- [EXTRACT]
>>>>

SECURITIES AND EXCHANGE COMMISSION

Washington, D.C. 20549

 

FORM 8-K

 

CURRENT REPORT

Pursuant to Section 13 or 15(d) of the Securities Exchange Act of 1934

 

Date of Report (Date of earliest event reported): February 10, 2025

 

Phoenix Motor Inc.

(Exact name of registrant as specified in its charter)

 

Delaware   001-41414   85-4319789

(State or other jurisdiction

of incorporation)

 

(Commission

File Number)

 

(I.R.S. Employer

Identification No.)

 

1500 Lakeview Loop

Anaheim, CA

  92807
(Address of principal executive offices)   (Zip Code)

 

Registrant’s telephone number, including area code: (909) 987-0815

 

N/A

(Former name or former address, if changed since last report)

<<<<

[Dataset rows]
>>>>

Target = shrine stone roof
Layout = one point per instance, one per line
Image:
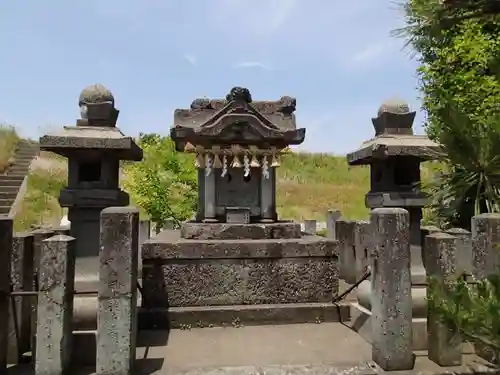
(237, 119)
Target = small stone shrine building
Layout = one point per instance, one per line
(237, 252)
(394, 156)
(94, 148)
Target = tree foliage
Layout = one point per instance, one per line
(471, 309)
(461, 90)
(164, 183)
(458, 47)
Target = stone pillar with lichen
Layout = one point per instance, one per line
(394, 156)
(94, 149)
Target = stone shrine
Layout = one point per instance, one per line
(394, 157)
(94, 148)
(237, 252)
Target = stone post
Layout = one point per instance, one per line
(310, 226)
(55, 306)
(485, 241)
(5, 255)
(391, 303)
(362, 246)
(39, 235)
(464, 249)
(347, 251)
(331, 217)
(117, 311)
(424, 232)
(443, 344)
(22, 280)
(144, 235)
(267, 196)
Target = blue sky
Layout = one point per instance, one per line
(336, 57)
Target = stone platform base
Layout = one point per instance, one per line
(361, 323)
(241, 315)
(179, 272)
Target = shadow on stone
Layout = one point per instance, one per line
(149, 366)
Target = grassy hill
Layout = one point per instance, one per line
(308, 185)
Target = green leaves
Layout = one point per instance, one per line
(471, 308)
(164, 183)
(460, 90)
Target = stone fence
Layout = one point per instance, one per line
(37, 290)
(36, 312)
(382, 245)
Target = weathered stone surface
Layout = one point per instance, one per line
(331, 217)
(310, 226)
(5, 258)
(464, 249)
(168, 245)
(362, 245)
(240, 281)
(22, 279)
(39, 235)
(117, 314)
(424, 232)
(55, 306)
(345, 230)
(225, 231)
(485, 240)
(391, 285)
(444, 345)
(244, 315)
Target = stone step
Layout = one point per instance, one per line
(8, 194)
(222, 316)
(200, 351)
(5, 202)
(7, 178)
(24, 167)
(17, 171)
(24, 155)
(9, 189)
(12, 181)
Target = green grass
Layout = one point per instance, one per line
(307, 186)
(8, 144)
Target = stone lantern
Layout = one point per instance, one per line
(94, 148)
(394, 156)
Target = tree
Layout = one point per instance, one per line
(458, 46)
(461, 92)
(164, 183)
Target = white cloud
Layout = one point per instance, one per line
(251, 65)
(373, 52)
(253, 17)
(191, 59)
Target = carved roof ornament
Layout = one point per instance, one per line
(239, 94)
(237, 120)
(394, 117)
(97, 107)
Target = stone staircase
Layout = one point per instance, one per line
(12, 180)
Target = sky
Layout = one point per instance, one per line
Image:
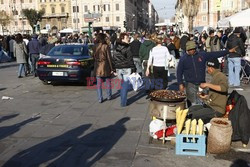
(164, 8)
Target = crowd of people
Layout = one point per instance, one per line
(149, 54)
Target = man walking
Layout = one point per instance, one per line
(34, 48)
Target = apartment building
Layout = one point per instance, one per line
(18, 23)
(129, 15)
(57, 15)
(211, 11)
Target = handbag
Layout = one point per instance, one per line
(136, 81)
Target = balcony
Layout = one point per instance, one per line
(56, 15)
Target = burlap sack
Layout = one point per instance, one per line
(219, 136)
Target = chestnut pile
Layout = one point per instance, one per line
(168, 94)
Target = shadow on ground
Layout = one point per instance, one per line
(9, 130)
(236, 158)
(4, 118)
(73, 148)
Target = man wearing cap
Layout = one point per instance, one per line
(215, 101)
(34, 48)
(192, 66)
(234, 59)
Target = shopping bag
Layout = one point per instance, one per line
(136, 81)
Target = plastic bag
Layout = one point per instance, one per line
(136, 81)
(219, 136)
(155, 126)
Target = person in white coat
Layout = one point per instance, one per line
(159, 57)
(20, 52)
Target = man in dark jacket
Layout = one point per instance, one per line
(234, 59)
(183, 41)
(135, 47)
(34, 48)
(145, 48)
(124, 65)
(192, 66)
(215, 101)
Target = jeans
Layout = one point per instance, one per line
(107, 86)
(22, 68)
(160, 77)
(138, 65)
(125, 86)
(191, 91)
(234, 67)
(34, 59)
(203, 112)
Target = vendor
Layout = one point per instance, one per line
(215, 101)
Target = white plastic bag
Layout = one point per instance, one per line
(155, 125)
(136, 81)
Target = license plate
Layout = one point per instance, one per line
(57, 73)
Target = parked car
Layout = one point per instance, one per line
(67, 62)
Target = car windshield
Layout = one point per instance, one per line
(69, 50)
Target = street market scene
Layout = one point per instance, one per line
(124, 83)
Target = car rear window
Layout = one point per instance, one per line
(69, 51)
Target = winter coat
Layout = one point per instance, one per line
(122, 56)
(240, 118)
(135, 47)
(20, 52)
(234, 41)
(215, 44)
(183, 41)
(103, 60)
(34, 46)
(145, 48)
(176, 42)
(194, 67)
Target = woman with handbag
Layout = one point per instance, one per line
(20, 52)
(159, 57)
(103, 66)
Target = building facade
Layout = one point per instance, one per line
(57, 15)
(123, 15)
(18, 23)
(211, 11)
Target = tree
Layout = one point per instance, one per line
(190, 9)
(4, 19)
(33, 16)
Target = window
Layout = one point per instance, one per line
(76, 20)
(63, 20)
(204, 18)
(204, 5)
(75, 9)
(52, 10)
(117, 18)
(116, 6)
(62, 9)
(85, 8)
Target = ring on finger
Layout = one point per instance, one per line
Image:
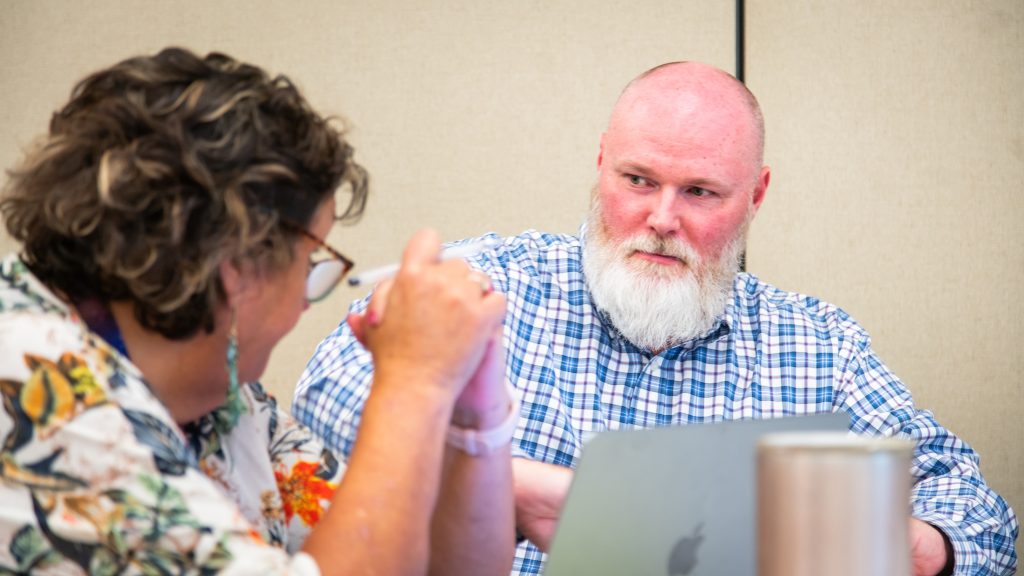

<<<<

- [AIM OF THE EXERCISE] Could you update the Form 8-K cover page, starting at "CURRENT REPORT" and ending at "Phoenix Motor Inc.", so that "February 10, 2025" reads "February 14, 2025" instead?

- [SOLUTION]
CURRENT REPORT

Pursuant to Section 13 or 15(d) of the Securities Exchange Act of 1934

 

Date of Report (Date of earliest event reported): February 14, 2025

 

Phoenix Motor Inc.